━━━ Provided data

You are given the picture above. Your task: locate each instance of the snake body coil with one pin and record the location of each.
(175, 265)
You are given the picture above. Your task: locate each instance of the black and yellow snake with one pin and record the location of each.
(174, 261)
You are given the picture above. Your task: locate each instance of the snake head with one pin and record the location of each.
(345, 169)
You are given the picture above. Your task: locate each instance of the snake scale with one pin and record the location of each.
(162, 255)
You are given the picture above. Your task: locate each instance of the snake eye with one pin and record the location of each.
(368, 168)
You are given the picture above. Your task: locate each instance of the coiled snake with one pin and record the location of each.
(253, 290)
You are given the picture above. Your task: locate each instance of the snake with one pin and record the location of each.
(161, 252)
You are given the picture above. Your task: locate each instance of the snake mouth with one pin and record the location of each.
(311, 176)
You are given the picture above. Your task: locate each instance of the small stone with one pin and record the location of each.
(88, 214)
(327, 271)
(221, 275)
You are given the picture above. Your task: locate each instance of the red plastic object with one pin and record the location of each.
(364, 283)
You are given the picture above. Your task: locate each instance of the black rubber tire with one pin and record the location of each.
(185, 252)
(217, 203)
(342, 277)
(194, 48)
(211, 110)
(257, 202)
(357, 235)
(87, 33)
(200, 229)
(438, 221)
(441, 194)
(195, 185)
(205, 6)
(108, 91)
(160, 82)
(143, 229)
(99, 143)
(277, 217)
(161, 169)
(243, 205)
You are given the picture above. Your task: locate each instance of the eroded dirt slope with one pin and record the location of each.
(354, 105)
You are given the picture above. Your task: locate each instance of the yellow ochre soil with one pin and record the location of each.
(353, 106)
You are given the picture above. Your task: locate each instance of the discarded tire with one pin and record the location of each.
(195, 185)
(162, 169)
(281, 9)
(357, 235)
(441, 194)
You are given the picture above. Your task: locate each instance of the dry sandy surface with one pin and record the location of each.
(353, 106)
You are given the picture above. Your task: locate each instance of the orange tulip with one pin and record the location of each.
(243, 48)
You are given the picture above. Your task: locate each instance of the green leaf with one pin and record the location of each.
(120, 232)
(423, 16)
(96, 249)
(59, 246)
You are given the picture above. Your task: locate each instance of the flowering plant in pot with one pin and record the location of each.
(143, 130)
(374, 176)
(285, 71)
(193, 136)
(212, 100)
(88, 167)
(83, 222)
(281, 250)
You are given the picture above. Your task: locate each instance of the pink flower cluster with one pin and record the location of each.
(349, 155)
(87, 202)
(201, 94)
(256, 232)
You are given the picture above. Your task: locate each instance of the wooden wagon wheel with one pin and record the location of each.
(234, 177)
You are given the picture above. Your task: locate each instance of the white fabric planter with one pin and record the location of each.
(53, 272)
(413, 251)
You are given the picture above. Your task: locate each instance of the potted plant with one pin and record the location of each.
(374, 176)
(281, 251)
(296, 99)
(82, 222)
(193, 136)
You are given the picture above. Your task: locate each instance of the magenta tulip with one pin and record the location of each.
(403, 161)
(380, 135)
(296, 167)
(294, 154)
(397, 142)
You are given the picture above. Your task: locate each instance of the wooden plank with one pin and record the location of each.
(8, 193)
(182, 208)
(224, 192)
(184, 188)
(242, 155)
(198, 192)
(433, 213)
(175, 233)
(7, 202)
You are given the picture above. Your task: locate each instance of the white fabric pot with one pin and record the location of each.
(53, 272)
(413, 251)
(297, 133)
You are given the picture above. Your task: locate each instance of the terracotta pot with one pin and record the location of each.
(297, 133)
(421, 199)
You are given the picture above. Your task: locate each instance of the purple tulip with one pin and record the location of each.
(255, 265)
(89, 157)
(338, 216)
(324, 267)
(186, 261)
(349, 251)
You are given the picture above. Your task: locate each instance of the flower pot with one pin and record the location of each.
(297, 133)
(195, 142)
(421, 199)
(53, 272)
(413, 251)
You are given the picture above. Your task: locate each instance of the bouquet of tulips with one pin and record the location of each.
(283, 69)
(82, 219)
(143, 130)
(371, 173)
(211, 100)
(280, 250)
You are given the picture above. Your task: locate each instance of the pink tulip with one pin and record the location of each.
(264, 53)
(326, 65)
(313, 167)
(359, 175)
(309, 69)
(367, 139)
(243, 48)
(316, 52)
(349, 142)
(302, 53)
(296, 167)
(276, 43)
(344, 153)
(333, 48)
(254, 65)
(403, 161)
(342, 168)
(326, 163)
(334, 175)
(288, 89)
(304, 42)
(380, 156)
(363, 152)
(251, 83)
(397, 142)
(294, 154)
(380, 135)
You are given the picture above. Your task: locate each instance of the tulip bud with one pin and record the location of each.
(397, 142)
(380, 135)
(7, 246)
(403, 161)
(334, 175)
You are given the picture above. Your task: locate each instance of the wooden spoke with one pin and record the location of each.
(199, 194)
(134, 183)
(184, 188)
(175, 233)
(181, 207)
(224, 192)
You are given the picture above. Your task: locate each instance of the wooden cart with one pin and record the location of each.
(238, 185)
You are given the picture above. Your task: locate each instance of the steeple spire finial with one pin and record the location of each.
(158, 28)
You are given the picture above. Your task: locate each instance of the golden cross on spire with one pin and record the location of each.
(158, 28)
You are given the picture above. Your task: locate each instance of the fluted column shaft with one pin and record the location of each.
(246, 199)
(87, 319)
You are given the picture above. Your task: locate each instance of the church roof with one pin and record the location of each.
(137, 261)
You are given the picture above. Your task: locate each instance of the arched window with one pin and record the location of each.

━━━━━━

» **What the task requires**: Reproduce verbatim every line of the records, starting with the line that contains "the wooden cart" and continuing through the last line of the records.

» **Finished answer**:
You are given the picture above. Your task: locate each instance of the wooden cart with one pin and record the location of each.
(238, 185)
You are given the picture above. Your task: locate each instance of the steeple spire finial with one pin and record the location of each.
(158, 28)
You are given the picture above. Your task: locate each instance of the golden cross on spire with one pin and record the location of each.
(158, 28)
You are given the picture above. Your task: locate each instance of the fluted column shaft with one pin and record the location of each.
(246, 199)
(87, 319)
You are given the picture above. Your task: locate each instance of the church roof with one pin and record the location of each.
(137, 261)
You are given the picture above. Your task: locate each instance of the arched window with one pin and record the location of each.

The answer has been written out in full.